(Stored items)
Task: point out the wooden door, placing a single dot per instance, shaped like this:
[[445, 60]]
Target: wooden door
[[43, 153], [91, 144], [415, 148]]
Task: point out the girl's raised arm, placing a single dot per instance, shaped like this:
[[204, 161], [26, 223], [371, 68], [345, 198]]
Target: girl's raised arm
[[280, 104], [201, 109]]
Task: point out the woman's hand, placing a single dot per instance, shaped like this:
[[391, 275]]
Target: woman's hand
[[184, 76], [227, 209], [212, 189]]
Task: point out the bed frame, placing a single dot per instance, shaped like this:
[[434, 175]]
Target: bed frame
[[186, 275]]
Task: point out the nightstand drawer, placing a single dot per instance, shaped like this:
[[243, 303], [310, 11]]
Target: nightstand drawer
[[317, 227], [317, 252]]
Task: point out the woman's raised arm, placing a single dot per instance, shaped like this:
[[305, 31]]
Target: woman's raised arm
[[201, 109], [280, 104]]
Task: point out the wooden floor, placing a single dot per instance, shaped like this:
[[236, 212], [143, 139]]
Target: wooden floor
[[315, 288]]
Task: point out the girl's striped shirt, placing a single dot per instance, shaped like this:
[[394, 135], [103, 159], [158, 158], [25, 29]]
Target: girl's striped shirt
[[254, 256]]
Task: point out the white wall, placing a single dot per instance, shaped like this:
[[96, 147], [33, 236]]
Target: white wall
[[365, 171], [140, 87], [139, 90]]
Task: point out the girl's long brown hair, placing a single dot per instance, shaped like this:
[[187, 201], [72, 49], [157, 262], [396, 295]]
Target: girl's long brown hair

▶ Aim of the task: Copy the data from its start up to and including the line with "[[280, 104], [201, 109]]", swapping "point out" for "mark" and keeping everything else unchanged.

▶ Worked answer:
Task: mark the wooden door, placing a single dot per instance, shaped like this:
[[445, 60]]
Target: wooden door
[[43, 153], [91, 144], [415, 148]]
Task: mark the girl's raised arm, placing a single dot per instance, shaped like this:
[[204, 161], [26, 223], [371, 68], [345, 198]]
Target: girl's raised arm
[[280, 104], [201, 109]]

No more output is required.